START Records supplied
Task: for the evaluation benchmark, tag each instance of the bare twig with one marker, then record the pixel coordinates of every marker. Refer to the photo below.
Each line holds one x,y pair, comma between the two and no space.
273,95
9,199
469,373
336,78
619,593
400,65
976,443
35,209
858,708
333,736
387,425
END Records supplied
Instructions to follow:
Copy the data above line for line, changing no character.

Task output:
Task: for the evaluation benchmark, tag each instance of the bare twig with one marker, then record the pixel coordinates of every marker. Refer to the photo below.
Each line holds one x,y pair, comma between the two and no space.
273,95
9,199
469,373
336,78
619,593
400,65
976,443
35,209
858,708
333,736
387,425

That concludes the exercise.